TASK STATEMENT
Which of the lines in the records below hold the string "truck"? Copy every one of them.

Referring expression pointing data
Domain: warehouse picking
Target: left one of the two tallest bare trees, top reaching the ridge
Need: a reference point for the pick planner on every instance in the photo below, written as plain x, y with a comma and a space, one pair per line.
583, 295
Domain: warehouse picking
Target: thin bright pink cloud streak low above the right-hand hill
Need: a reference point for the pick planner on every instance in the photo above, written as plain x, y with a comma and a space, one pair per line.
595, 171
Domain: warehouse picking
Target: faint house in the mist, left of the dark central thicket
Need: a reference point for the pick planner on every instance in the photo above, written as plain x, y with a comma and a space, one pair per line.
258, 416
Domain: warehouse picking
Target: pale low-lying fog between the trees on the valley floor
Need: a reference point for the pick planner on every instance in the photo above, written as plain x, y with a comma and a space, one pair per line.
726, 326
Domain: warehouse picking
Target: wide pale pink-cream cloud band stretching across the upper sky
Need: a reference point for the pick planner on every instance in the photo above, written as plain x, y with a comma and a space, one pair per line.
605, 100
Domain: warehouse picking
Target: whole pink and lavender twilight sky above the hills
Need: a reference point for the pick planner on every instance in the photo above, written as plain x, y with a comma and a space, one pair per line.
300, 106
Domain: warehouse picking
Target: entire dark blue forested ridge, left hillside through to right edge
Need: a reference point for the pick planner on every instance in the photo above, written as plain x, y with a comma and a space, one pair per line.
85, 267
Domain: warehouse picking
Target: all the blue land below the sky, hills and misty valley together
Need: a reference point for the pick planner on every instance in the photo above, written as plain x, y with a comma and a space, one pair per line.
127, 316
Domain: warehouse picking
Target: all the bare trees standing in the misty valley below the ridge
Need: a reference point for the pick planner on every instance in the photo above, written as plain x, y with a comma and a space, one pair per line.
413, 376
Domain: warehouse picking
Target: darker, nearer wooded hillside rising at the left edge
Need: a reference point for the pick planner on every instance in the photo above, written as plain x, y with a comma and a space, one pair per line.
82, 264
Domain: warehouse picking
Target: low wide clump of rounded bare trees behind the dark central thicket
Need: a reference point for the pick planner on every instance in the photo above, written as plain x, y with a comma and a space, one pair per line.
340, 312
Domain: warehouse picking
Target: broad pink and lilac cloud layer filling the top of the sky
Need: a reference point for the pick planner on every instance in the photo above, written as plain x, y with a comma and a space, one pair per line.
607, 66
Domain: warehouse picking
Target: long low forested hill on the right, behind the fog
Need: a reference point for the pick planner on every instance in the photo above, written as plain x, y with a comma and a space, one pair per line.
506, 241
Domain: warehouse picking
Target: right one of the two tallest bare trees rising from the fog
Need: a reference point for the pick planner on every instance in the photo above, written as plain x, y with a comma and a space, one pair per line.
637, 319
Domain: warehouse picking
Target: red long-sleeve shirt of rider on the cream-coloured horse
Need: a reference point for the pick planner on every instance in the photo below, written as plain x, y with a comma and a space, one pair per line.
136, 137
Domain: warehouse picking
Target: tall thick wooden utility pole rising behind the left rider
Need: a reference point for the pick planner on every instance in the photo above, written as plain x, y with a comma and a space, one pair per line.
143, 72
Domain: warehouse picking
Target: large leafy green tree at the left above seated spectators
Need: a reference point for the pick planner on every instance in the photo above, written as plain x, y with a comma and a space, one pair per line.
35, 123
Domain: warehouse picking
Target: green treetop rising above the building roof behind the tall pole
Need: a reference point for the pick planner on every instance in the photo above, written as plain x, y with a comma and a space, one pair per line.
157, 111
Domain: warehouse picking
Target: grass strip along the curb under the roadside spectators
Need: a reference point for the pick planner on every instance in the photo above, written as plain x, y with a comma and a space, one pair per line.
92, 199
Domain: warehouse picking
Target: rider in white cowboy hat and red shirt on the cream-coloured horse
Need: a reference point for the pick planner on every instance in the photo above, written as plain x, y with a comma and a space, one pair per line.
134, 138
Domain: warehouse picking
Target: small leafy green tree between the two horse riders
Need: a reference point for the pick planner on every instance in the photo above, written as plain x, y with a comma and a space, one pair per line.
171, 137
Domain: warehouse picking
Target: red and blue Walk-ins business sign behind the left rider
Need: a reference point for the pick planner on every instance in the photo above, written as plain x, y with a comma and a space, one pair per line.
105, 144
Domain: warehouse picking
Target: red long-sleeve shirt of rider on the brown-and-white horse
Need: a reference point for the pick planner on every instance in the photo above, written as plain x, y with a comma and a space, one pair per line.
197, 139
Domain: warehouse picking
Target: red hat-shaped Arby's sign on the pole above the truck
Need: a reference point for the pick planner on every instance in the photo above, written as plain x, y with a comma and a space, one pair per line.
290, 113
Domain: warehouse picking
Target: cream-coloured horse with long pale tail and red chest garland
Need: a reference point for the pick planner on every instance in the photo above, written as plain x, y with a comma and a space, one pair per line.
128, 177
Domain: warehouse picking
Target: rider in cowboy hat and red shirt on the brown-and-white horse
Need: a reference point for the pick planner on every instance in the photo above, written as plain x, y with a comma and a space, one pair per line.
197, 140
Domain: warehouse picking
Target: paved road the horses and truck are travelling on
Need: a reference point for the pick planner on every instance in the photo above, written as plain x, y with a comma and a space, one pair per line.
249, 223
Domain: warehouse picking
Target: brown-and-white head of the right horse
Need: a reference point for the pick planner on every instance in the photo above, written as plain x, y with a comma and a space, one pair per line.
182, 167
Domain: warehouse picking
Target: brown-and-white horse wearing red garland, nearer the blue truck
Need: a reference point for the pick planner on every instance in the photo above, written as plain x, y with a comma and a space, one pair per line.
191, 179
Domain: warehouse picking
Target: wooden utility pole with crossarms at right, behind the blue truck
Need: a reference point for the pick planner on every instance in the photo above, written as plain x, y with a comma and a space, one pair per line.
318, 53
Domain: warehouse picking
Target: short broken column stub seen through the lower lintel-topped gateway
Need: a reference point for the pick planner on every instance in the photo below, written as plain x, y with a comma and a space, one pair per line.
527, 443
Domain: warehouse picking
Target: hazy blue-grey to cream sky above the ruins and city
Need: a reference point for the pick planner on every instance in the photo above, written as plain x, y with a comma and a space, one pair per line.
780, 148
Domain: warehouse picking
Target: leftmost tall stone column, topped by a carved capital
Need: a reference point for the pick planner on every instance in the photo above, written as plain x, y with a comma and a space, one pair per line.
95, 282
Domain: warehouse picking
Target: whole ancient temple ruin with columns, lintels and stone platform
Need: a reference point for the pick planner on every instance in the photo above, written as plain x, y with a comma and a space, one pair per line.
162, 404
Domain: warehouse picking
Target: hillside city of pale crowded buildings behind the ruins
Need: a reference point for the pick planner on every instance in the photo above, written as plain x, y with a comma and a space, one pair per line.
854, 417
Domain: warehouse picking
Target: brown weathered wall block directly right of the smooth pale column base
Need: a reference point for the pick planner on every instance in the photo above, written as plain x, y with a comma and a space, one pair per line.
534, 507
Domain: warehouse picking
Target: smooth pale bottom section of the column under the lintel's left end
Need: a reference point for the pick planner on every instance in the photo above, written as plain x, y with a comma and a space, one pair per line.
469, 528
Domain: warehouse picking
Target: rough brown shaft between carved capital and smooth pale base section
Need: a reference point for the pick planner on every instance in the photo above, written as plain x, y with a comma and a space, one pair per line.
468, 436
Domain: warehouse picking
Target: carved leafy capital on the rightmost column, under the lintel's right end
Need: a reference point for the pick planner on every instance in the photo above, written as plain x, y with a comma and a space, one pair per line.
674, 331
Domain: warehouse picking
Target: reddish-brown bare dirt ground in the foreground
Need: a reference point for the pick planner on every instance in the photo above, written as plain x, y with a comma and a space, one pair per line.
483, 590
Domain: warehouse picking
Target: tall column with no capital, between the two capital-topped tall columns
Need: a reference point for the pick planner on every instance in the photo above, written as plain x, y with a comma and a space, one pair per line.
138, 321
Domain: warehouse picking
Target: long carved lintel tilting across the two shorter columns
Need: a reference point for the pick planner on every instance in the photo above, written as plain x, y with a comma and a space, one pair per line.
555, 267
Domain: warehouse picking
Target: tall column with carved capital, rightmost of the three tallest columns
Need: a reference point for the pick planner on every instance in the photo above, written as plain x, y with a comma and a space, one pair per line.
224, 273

ANSWER TO THE PROBLEM
Target: red hat-shaped Arby's sign on the pole above the truck
Target: paved road the horses and truck are travelling on
Target: brown-and-white horse wearing red garland, nearer the blue truck
Target: wooden utility pole with crossarms at right, behind the blue truck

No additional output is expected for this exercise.